• _WHAT YOU NEED TO DO_
Please write out only the lines running from the one with "Examine the provided image for any white" through the last line of the listing, each exactly as given.

• _RECORD EXCERPTS_
________________

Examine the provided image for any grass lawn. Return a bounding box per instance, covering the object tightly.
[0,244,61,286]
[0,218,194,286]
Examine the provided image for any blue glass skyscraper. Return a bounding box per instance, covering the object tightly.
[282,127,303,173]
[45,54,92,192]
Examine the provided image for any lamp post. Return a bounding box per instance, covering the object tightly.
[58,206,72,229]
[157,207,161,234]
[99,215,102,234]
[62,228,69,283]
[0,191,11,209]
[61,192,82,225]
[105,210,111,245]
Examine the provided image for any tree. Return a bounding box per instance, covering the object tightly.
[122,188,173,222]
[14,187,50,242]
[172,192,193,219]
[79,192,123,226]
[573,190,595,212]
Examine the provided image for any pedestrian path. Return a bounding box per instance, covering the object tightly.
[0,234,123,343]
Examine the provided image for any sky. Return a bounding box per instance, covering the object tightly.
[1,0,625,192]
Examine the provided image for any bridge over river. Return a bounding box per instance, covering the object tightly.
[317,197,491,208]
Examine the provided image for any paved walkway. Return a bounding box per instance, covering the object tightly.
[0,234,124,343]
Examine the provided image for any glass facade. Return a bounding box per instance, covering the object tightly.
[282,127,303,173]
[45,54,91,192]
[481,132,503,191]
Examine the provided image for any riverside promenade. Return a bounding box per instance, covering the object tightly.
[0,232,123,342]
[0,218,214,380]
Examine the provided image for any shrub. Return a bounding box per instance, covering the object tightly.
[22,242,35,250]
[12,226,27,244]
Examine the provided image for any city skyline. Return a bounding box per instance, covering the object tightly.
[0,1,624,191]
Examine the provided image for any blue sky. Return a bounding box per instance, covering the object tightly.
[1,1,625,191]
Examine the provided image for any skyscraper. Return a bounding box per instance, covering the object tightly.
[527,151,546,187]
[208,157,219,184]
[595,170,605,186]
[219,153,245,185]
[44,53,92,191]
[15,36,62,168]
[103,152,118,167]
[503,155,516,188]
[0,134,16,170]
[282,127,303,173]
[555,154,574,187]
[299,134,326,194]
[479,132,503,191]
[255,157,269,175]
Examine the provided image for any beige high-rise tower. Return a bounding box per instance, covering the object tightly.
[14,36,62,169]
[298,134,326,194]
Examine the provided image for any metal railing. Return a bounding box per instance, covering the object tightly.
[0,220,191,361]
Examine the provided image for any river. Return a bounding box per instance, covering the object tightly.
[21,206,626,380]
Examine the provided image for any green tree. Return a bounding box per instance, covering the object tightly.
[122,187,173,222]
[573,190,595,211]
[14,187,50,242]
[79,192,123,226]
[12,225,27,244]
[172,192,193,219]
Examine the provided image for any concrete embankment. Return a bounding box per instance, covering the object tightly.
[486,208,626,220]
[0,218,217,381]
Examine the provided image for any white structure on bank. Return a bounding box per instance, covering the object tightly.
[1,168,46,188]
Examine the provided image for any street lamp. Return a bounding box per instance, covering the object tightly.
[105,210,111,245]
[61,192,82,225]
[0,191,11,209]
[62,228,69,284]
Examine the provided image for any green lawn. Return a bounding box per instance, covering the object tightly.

________________

• _RESPONSE TO THE EXERCISE_
Examine the provided image for any white structure on bank. Return a bounding box per instance, covering the object tightly.
[1,168,46,188]
Examine the provided image for any street lamp. Return a bounding box per instance, covering the object tightly.
[105,210,111,245]
[61,192,82,225]
[0,191,11,209]
[62,228,69,284]
Examine the provided image for any green lawn. Return a bounding box per instance, covering the object tightly.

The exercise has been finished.